[Extrait choisi]:
┄┄┄┄┄┄┄┄┄┄
Même si je ne pense pas que ce soit la solution idéale, Manon et moi nous adaptons à nos hôtes. Après ces deux heures d’excavation intensives, nos corps nous prient de reprendre le vélo et d’abandonner la pioche.

Pour le repas, c’est le papa d’Anna qui s’est mis aux fourneaux. Il nous a cuisiné des côtes de porc mijotées dans un potage. C’était délicieux, cet homme est un chef ! Même sans avoir pu échanger avec lui, nous pensons qu’il nous apprécie. Il s’est soudainement mis à chanter la Marseillaise en fin de repas. Nous l’avons accompagné avec entrain. Franek, son petit fils, rigolait gentiment de son grand-père qui a apparemment tendance à commencer la Marseillaise et à revenir à l’hymne polonais lorsqu’il ne se souvient plus l’air de l’hymne français.

Puisque nos cordes vocales s’étaient échauffées, nous avons continué sur notre lancée en chantant « Happy Birthday » à Eva. Anna avait pris le temps de cuisiner un gâteau pour elle, elle semblait émue.

Eva et Anna habitent à Riga, la capitale de la Lettonie. Elles ont décidé de partir dans un voyage mère-fille au cours duquel elles voulaient profiter de faire du volontariat Workaway afin d’améliorer leur anglais. Eva a plus de 50 ans. En plus du letton, elle parle quelques mots de russe, mais très peu d’anglais. Parfois, après une journée de travail, nous pouvons l’entendre depuis notre chambre suivre des cours d’anglais en ligne. Nous saluons son courage. Sa fille, qui du haut de ses 18 ans, parle un très bon anglais, l’aide parfois à comprendre nos conversations. Malgré ses difficultés à participer aux discussions, Eva garde toujours le sourire et donne son maximum pour apprendre.

Peu de temps après qu’elles soient arrivées en Pologne, leur voiture est tombée en panne. Elles sont donc restées chez Adam et Anna le temps qu’un garagiste les dépanne. Ce petit malheur a fait notre bonheur. Nous sommes heureux d’avoir ainsi pu faire leur rencontre. Demain déjà, nous devrons nous dire au revoir. Peut-être qu’un jour nous nous reverrons à Riga.

Je suis parti me coucher après le déjeuner, aux alentours de 17h30. Manon, elle, a trouvé la force d’aller faire une marche au parc ainsi que quelques courses. Pour le dîner, nous avons rejoint tout le monde autour d’un feu de camp au-dessus duquel grillaient des saucisses et des tranches de pain.
┄┄┄┄┄┄┄┄┄┄
Entrées d'un jeu de données de pointage
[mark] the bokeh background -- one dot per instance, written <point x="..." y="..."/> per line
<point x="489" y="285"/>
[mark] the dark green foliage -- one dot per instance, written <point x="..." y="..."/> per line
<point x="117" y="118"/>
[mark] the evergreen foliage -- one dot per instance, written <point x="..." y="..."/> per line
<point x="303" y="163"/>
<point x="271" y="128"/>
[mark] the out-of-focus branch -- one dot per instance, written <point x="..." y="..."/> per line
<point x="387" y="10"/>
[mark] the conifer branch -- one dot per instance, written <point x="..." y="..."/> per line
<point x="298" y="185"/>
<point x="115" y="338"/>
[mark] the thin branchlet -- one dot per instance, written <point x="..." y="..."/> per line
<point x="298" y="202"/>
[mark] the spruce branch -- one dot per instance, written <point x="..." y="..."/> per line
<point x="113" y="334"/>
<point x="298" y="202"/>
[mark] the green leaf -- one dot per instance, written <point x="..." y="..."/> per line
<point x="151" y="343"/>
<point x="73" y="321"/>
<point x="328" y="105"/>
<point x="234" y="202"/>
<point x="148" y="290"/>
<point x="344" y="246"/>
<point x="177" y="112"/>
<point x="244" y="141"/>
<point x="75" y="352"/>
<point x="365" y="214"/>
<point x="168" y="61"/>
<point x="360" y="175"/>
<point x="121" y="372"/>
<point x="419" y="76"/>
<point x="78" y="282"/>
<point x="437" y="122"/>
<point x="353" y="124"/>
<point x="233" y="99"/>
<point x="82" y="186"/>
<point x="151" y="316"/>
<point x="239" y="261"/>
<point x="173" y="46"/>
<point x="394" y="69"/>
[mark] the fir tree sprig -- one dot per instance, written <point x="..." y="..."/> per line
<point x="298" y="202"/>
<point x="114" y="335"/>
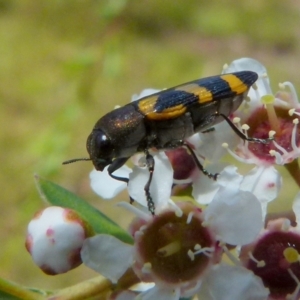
┄┄┄┄┄┄┄┄┄┄
[Consigne]:
Relevez tous les prénoms de personnes cités dans l'extrait choisi, dans leur ordre d'apparition.

[Réponse complète]:
Manon, Anna, Franek, Eva, Adam